Dataset rows:

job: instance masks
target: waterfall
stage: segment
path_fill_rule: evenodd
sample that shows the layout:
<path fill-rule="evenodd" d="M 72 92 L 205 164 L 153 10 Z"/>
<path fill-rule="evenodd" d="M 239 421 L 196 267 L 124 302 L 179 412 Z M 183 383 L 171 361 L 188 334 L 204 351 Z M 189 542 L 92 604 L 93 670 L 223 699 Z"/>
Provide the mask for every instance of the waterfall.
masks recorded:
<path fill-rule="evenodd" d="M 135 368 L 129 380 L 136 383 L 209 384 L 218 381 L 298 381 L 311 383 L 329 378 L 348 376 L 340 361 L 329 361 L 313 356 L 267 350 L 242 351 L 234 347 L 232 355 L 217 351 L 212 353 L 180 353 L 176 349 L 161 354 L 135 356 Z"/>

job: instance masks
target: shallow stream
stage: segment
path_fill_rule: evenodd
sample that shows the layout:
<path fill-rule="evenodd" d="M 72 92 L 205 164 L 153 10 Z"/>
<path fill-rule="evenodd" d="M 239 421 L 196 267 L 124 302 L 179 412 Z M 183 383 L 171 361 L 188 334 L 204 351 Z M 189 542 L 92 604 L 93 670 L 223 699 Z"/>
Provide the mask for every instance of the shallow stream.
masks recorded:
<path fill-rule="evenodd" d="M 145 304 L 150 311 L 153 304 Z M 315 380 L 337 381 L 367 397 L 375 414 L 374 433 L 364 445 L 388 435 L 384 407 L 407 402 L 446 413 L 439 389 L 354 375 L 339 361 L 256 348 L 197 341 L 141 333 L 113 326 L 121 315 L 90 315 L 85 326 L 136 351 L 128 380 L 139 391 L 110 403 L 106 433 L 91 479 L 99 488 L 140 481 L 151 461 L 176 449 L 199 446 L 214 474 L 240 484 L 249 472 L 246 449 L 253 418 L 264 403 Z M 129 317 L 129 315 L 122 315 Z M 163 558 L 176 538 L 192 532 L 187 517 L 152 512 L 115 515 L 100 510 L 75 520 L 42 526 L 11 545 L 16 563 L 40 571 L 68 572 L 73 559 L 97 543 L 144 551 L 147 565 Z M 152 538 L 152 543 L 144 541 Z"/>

What to produce:
Scale everything from the start of the data down to the line containing "135 368 L 129", both ends included. Reproduce those lines in full, but multiply each coordinate in the recorded masks by 1.4 and round it to a whole number, with halves rounded up, while leaving every other line, the layout sample paths included, unchanged.

The output:
job: instance masks
target: waterfall
stage: segment
path_fill_rule: evenodd
sample that shows the layout:
<path fill-rule="evenodd" d="M 72 92 L 205 164 L 153 10 Z"/>
<path fill-rule="evenodd" d="M 239 421 L 196 267 L 124 302 L 179 412 Z M 183 383 L 171 361 L 188 334 L 204 351 Z M 189 542 L 92 604 L 93 670 L 223 699 Z"/>
Provide the mask for every instance of the waterfall.
masks recorded:
<path fill-rule="evenodd" d="M 189 515 L 181 532 L 190 536 L 293 538 L 305 533 L 417 533 L 435 536 L 461 529 L 487 526 L 476 505 L 461 505 L 438 498 L 374 490 L 339 491 L 328 486 L 325 497 L 304 491 L 297 494 L 252 494 L 246 489 L 225 496 L 189 498 Z"/>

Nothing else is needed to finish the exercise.